══ Verilen Metin
Esas No: 2021/16328
Karar No: 2022/11211
Karar Tarihi: 13.09.2022
Yargıtay 6. Ceza Dairesi 2021/16328 Esas 2022/11211 Karar Sayılı İlamı
6. Ceza Dairesi 2021/16328 E. , 2022/11211 K.Özet:
Mahkeme kararı, nitelikli hırsızlık suçundan mahkumiyet hükmünü içermektedir. Hükümlü daha önce de aynı suçtan ceza almıştır ve lehe kanun uygulaması yapılarak önceki karar gereği cezası aynen infaz edilmiştir. Ancak, hükümlünün suç tarihinde 12-15 yaş grubunda olduğu ve cezai sorumluluğunun bulunmadığı gerekçesiyle hüküm bozulmuştur. Kararda, uyarlama yargılamasının usul ve yasaya uygun yapılmadığına dair bir hata tespit edilerek, önceki ve sonraki kanun hükümlerinin birbirleriyle karşılaştırılması gerektiği vurgulanmıştır. Kararın gerekçesinde belirtilen kanun maddeleri ise şöyledir: 765 sayılı TCK'nın 493/2-son, 522 ve 2253 sayılı Kanunun 12/2. maddeleri, 5275 sayılı İnfaz Kanunu’nun 98. ve 101. maddeleri, 5237 sayılı TCK'nın 7/2. maddesi ve 5252 sayılı Türk Ceza Kanununun Yürürlük ve Uygulama Şekli Hakkında Kanun’un 9/3. maddesi.
"İçtihat Metni"
════
**Yapılacak Çalışmalar:**
#1 Yargıtay karar metnindeki "Mahkeme kararı, nitelikli hırsızlık suçundan" sözleriyle başlayan paragrafı, temel bilgilerini koruyarak madde madde yeniden yazınız.
#2 Yargıtay karar metnini kaldığı yerden sürdürünüz.
══ Sağlanan Malzeme
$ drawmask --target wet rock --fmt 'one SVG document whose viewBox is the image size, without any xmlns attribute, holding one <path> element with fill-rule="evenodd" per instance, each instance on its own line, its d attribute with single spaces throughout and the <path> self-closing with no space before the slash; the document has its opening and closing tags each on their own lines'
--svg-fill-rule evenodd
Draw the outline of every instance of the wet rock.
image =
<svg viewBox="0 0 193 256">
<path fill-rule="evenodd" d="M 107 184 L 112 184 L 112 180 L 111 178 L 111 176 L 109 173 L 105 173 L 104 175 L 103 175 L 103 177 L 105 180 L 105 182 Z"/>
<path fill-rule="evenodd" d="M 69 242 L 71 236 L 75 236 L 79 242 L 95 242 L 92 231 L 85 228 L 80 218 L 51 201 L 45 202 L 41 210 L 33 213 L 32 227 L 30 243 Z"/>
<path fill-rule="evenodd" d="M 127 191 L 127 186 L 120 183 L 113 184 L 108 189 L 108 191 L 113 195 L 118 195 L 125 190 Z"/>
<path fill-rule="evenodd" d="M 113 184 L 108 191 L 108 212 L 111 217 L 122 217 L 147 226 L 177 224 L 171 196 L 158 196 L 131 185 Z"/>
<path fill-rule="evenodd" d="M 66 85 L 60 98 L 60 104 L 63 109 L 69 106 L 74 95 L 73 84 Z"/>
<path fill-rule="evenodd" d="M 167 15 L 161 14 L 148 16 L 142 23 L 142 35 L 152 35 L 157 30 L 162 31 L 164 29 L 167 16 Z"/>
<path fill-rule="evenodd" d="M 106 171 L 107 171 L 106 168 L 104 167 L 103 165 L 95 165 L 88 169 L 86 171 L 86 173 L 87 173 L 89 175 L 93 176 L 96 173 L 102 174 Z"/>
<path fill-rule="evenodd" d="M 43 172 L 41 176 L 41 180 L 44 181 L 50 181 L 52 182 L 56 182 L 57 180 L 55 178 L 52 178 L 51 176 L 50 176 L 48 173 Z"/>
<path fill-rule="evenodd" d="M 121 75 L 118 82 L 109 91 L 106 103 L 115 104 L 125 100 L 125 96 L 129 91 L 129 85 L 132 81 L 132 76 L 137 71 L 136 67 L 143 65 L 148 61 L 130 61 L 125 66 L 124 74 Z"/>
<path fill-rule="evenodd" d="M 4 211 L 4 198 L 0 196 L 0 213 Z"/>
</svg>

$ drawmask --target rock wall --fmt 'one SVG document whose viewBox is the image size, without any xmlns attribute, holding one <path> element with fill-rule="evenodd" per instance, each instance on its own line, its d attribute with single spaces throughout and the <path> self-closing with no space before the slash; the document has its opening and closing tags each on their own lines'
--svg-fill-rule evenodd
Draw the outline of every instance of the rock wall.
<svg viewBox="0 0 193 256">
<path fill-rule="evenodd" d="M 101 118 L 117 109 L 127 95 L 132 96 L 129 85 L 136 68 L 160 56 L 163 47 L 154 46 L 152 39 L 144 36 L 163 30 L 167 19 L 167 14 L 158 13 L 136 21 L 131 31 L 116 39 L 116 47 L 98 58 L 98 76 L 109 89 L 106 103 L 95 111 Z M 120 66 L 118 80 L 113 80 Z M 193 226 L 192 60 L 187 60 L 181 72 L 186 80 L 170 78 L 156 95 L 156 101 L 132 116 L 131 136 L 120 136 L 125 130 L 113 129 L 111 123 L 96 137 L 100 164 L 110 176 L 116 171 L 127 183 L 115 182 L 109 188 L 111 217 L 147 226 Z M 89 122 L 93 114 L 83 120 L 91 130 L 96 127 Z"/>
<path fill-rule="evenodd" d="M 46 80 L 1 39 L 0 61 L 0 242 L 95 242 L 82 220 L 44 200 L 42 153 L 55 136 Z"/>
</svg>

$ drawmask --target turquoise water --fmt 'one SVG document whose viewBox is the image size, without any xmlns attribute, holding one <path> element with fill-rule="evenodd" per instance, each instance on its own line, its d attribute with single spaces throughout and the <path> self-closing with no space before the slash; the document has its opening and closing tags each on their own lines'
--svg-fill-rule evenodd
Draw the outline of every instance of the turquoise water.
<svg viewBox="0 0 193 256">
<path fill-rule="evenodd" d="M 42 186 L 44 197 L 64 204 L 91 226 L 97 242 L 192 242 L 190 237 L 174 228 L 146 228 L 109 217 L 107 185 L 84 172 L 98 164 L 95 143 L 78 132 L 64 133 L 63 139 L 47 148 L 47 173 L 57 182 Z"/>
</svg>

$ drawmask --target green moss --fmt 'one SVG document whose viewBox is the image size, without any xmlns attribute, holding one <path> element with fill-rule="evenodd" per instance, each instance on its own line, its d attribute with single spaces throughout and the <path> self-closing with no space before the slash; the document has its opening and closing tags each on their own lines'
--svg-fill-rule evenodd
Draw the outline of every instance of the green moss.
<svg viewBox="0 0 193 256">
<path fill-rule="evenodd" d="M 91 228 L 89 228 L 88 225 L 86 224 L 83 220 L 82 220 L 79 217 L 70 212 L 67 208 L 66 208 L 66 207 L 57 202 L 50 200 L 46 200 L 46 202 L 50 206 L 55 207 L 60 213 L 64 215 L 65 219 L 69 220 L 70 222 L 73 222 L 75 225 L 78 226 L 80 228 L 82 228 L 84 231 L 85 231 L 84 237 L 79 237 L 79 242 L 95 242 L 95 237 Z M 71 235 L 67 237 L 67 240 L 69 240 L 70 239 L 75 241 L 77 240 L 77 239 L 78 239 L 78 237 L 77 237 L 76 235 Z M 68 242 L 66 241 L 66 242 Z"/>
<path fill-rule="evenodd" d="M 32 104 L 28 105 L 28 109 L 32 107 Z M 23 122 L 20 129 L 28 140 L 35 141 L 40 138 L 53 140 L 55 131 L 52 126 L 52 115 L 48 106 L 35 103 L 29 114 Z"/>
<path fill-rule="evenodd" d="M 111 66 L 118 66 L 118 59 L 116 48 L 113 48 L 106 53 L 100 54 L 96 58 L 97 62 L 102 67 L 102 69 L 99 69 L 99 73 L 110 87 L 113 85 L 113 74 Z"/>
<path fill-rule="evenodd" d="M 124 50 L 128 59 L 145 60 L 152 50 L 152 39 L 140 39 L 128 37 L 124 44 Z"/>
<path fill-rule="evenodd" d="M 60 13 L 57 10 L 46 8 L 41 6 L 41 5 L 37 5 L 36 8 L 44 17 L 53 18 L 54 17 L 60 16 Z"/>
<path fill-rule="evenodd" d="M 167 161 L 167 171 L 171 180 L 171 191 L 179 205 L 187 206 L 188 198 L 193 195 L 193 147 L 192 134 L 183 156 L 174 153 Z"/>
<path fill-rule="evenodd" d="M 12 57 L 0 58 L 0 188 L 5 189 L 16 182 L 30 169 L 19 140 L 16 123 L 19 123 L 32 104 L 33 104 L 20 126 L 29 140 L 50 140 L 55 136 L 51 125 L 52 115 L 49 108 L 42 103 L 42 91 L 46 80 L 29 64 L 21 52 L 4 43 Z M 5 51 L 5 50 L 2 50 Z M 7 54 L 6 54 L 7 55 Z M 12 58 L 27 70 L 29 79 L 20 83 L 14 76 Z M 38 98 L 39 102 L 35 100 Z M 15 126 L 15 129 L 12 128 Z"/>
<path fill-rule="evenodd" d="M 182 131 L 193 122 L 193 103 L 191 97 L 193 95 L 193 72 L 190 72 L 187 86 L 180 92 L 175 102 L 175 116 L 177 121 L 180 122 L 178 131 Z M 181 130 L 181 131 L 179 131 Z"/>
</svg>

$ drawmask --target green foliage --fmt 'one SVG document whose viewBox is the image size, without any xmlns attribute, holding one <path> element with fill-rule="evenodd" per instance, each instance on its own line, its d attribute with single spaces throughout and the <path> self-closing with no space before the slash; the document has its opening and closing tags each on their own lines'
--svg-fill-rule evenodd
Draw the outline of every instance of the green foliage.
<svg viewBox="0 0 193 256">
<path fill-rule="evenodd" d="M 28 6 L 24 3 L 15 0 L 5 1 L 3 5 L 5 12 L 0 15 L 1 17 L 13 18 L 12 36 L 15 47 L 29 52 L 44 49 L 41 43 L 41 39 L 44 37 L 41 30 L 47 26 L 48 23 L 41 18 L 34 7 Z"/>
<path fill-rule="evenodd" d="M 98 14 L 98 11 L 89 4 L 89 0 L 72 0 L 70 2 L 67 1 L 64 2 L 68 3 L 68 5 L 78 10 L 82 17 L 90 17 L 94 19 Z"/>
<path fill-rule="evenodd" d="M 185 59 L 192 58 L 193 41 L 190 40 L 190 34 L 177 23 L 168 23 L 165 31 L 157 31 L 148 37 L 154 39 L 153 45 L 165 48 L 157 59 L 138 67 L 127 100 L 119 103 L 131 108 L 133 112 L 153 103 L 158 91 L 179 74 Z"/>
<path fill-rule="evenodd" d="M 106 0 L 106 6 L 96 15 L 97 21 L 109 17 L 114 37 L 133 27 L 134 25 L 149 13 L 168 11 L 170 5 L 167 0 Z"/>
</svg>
════
**Beklenen Yanıtlar:**
#1
- Karar, nitelikli hırsızlık suçundan verilen mahkûmiyet hükmüne ilişkindir.
- Hükümlü daha önce de aynı suçtan ceza almıştır. Lehe kanun uygulaması yapılarak önceki karar gereği cezası aynen infaz edilmiştir.
- Hükümlünün suç tarihinde 12-15 yaş grubunda olduğu ve cezai sorumluluğunun bulunmadığı gerekçesiyle hüküm bozulmuştur.
- Uyarlama yargılamasının usul ve yasaya uygun yapılmadığı tespit edilmiştir. Önceki ve sonraki kanun hükümlerinin birbiriyle karşılaştırılması gerektiği vurgulanmıştır.
- Gerekçede belirtilen kanun maddeleri şunlardır:
  - 765 sayılı TCK'nın 493/2-son ve 522. maddeleri
  - 2253 sayılı Kanun'un 12/2. maddesi
  - 5275 sayılı İnfaz Kanunu'nun 98. ve 101. maddeleri
  - 5237 sayılı TCK'nın 7/2. maddesi
  - 5252 sayılı Kanun'un 9/3. maddesi

#2
MAHKEMESİ :Asliye Ceza Mahkemesi
SUÇ : Nitelikli hırsızlık
HÜKÜM : Mahkumiyet
Mahalli mahkemece verilen hüküm temyiz edilmekle dosya incelenerek, gereği düşünüldü:
Hükümlü ... hakkında ... 2. Asliye Ceza Mahkemesi’nin 2002/255 Esas, 2002/583 Karar sayılı dosyasında 18/07/1999 tarihinde işlediği muhkem eşyayı kırmak suretiyle hırsızlık suçundan yapılan yargılama sonunda 12/09/2002 tarihli kararla 765 sayılı TCK'nın 493/2-son, 522 ve 2253 sayılı Kanunun 12/2. maddeleri uyarınca 1 yıl 4 ay hapis cezası verilmiş ve bu karar temyiz edilmeksizin 14/10/2002 tarihinde kesinleşmiştir.
Lehe kanun uygulanması münasebetiyle evrak üzerinden verilen 21/01/2009 tarihli ve aynı sayılı kararla eski kanunun lehe olduğu gerekçesiyle ... 2. Asliye Ceza Mahkemesi’nin 2002/255 Esas, 2002/583 sayılı kararıyla verilen 1 yıl 4 ay hapis cezasının aynen infazına karar verilmiştir.
Bu kararın hükümlü müdafiine tebliğ edilmesi üzerine, karar süresinde temyiz edilmiştir.
Yargıtay Cumhuriyet Başsavcılığı, 5275 sayılı İnfaz Kanunu’nun 98. ve 101. maddeleri uyarınca kararın itiraza tâbi olduğu görüşündedir.
Dosyada mevcut nüfus kaydına göre, hükümlünün 09.10.1984 doğumlu olup, suç tarihi itibariyle 12-15 yaş grubunda olduğu ve ek kararda bu yönden usul ve yasaya aykırı bir husus bulunmadığı anlaşıldığından, temyiz dilekçesinde hükümlünün 12 yaşından küçük olduğu için cezai sorumluluğu bulunmadığından bahisle kararın bozulması talebi yerinde görülmemiştir.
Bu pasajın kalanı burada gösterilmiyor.